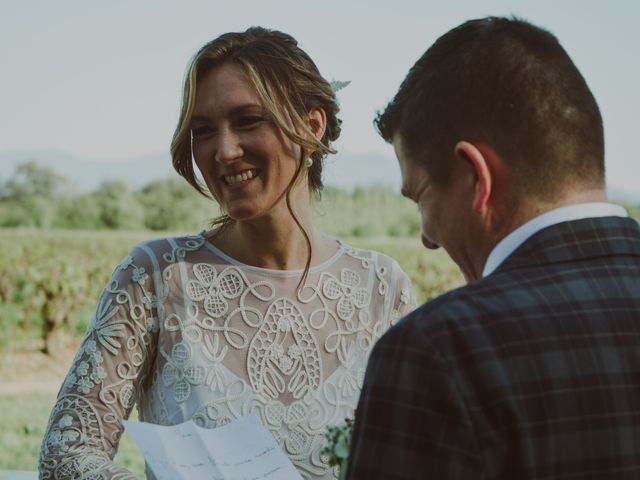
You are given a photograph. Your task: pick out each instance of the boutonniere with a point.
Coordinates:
(338, 444)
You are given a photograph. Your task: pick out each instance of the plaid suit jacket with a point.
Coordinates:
(530, 373)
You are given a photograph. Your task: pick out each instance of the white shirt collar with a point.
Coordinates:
(508, 244)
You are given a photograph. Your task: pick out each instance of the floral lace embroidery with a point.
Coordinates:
(188, 322)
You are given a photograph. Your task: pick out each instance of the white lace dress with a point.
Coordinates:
(185, 332)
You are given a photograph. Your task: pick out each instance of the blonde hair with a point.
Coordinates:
(289, 86)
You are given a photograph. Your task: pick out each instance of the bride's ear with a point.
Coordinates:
(317, 122)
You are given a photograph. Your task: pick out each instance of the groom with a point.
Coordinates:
(532, 370)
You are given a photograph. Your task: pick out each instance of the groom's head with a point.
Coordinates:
(492, 122)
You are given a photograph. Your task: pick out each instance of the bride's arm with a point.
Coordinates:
(105, 378)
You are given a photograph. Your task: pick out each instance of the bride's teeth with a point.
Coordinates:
(240, 177)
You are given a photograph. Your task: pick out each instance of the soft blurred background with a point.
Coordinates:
(89, 97)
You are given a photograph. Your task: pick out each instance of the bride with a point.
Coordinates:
(263, 313)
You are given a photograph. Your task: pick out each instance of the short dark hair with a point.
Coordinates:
(507, 83)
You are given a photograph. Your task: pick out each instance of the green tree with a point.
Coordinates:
(119, 207)
(172, 204)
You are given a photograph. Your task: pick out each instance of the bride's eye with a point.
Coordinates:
(248, 121)
(201, 131)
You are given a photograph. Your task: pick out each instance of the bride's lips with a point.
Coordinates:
(240, 178)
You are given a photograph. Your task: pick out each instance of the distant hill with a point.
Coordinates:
(343, 170)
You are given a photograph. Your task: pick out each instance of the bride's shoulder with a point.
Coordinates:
(371, 258)
(156, 253)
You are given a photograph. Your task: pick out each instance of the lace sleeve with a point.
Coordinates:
(105, 377)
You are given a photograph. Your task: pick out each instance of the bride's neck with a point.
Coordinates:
(275, 241)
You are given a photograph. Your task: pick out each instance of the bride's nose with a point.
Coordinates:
(228, 147)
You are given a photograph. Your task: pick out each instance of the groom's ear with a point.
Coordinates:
(486, 177)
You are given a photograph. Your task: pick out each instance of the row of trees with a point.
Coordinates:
(36, 196)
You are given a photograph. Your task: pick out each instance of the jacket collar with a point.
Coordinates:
(574, 240)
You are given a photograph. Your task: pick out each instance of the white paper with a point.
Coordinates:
(240, 450)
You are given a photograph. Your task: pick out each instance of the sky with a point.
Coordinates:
(102, 80)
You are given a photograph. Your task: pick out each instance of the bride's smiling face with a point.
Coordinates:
(244, 158)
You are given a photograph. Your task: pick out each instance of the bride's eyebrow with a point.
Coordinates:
(235, 111)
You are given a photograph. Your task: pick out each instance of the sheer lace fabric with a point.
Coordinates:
(188, 333)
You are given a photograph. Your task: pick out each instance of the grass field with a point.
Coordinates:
(69, 269)
(23, 419)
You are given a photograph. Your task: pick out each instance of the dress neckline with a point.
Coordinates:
(272, 271)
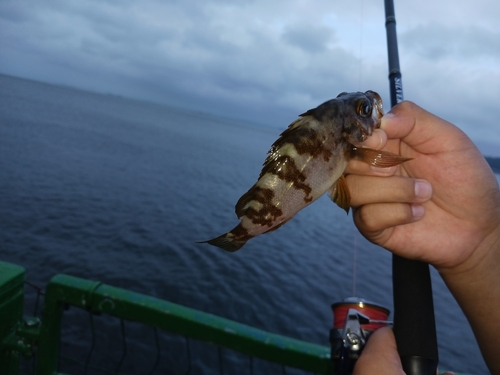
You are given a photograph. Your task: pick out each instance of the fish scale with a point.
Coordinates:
(307, 160)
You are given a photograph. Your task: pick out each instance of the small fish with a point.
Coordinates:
(307, 160)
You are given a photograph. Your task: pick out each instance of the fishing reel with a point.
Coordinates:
(354, 320)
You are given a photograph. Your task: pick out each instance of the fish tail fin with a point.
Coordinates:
(228, 242)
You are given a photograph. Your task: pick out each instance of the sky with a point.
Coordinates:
(263, 61)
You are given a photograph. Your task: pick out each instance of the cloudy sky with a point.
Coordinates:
(265, 61)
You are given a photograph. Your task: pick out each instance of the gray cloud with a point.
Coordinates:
(260, 60)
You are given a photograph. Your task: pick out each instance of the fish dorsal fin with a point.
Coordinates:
(377, 158)
(340, 195)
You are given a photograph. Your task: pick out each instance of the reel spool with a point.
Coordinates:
(354, 320)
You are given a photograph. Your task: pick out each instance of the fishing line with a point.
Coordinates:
(361, 19)
(354, 264)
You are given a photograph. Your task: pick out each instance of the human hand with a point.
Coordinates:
(447, 195)
(380, 355)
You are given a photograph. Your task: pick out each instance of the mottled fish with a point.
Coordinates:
(307, 160)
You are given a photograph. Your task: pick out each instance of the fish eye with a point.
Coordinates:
(364, 108)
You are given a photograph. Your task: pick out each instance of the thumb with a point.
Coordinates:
(380, 355)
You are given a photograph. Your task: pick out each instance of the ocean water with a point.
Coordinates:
(118, 190)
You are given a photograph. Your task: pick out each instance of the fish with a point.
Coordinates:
(306, 161)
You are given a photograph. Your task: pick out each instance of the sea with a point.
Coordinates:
(119, 190)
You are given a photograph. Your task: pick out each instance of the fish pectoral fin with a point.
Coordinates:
(377, 158)
(340, 195)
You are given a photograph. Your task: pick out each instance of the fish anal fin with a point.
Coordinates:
(340, 195)
(377, 158)
(230, 241)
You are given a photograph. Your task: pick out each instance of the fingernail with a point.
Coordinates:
(423, 190)
(417, 211)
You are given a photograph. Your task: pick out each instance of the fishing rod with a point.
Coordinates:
(414, 324)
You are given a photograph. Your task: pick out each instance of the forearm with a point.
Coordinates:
(476, 286)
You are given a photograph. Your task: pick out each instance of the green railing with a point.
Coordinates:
(32, 336)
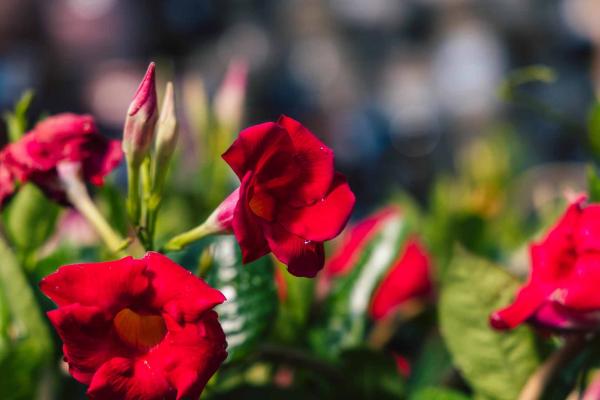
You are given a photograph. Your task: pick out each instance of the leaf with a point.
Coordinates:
(593, 184)
(251, 304)
(370, 375)
(436, 393)
(17, 121)
(345, 317)
(25, 346)
(30, 218)
(521, 76)
(593, 125)
(294, 307)
(496, 364)
(433, 365)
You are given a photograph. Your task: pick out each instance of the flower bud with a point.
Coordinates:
(140, 121)
(166, 131)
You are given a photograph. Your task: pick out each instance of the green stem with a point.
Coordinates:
(78, 196)
(133, 195)
(182, 240)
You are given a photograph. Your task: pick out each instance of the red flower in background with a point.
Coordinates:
(409, 278)
(290, 199)
(137, 329)
(354, 241)
(562, 291)
(60, 138)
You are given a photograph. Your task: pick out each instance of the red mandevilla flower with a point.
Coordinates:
(409, 278)
(60, 138)
(562, 291)
(290, 199)
(137, 329)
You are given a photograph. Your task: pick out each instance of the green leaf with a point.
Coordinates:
(436, 393)
(433, 365)
(345, 312)
(496, 364)
(30, 218)
(251, 304)
(593, 125)
(593, 184)
(16, 121)
(370, 375)
(25, 347)
(294, 308)
(521, 76)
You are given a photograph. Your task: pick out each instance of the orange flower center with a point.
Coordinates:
(138, 330)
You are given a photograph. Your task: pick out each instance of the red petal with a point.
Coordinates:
(108, 285)
(529, 299)
(354, 241)
(408, 278)
(246, 226)
(88, 339)
(252, 145)
(326, 218)
(315, 161)
(192, 354)
(302, 257)
(130, 379)
(177, 291)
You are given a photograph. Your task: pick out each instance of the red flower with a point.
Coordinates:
(290, 199)
(60, 138)
(562, 291)
(354, 242)
(409, 278)
(137, 329)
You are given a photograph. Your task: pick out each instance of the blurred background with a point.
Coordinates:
(395, 87)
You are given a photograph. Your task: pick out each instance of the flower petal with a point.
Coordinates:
(303, 257)
(529, 299)
(88, 339)
(252, 145)
(191, 354)
(108, 285)
(177, 291)
(130, 379)
(408, 278)
(315, 160)
(325, 219)
(246, 226)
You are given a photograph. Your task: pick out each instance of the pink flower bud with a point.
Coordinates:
(141, 120)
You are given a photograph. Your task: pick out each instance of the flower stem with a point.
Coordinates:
(133, 195)
(184, 239)
(79, 197)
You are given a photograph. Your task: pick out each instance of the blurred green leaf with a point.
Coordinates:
(521, 76)
(16, 122)
(496, 364)
(27, 347)
(30, 218)
(437, 393)
(370, 375)
(593, 184)
(294, 307)
(345, 312)
(432, 367)
(251, 304)
(593, 127)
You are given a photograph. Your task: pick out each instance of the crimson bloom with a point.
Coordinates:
(137, 329)
(409, 278)
(290, 199)
(60, 138)
(562, 290)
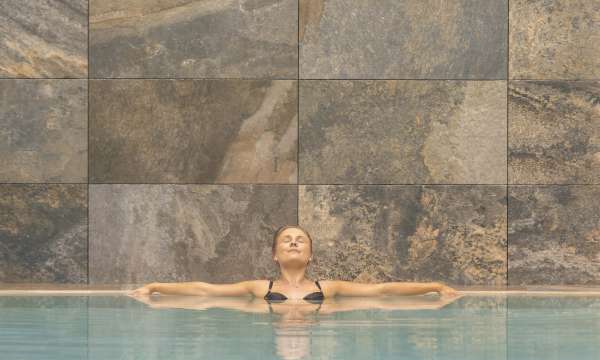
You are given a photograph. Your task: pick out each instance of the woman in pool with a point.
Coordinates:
(292, 250)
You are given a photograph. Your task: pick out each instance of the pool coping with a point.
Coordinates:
(115, 290)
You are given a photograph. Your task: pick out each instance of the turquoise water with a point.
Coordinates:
(472, 327)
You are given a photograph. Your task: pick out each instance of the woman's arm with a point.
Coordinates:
(198, 288)
(349, 288)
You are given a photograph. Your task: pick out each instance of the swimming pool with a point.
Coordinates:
(472, 327)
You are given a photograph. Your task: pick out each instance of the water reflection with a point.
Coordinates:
(293, 321)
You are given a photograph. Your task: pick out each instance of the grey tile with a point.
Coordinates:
(376, 233)
(43, 130)
(453, 39)
(406, 131)
(554, 132)
(193, 131)
(43, 233)
(213, 233)
(43, 38)
(194, 38)
(554, 235)
(554, 39)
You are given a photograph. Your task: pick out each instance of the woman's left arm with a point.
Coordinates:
(349, 288)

• • •

Written request | The lines to quote run from the one containing "swimming pool with a point." through the final line of the material above; please give them exactly, both ends included, and nothing else.

Task solution |
You are given a photograph. Your task: pick out each instance of the swimming pool with a point.
Coordinates:
(472, 327)
You are given a photograph. Your task: pick out each instance of the water reflection with a point.
Coordinates:
(293, 321)
You are given a photograph. Your task: pick out each instance of the grey tile with a point.
Coordinates:
(376, 233)
(43, 130)
(453, 39)
(406, 131)
(554, 132)
(193, 131)
(43, 233)
(213, 233)
(43, 38)
(194, 38)
(554, 235)
(554, 39)
You are given a photograph. Your task: pick out each instance of the woman's left arm with a point.
Coordinates:
(349, 288)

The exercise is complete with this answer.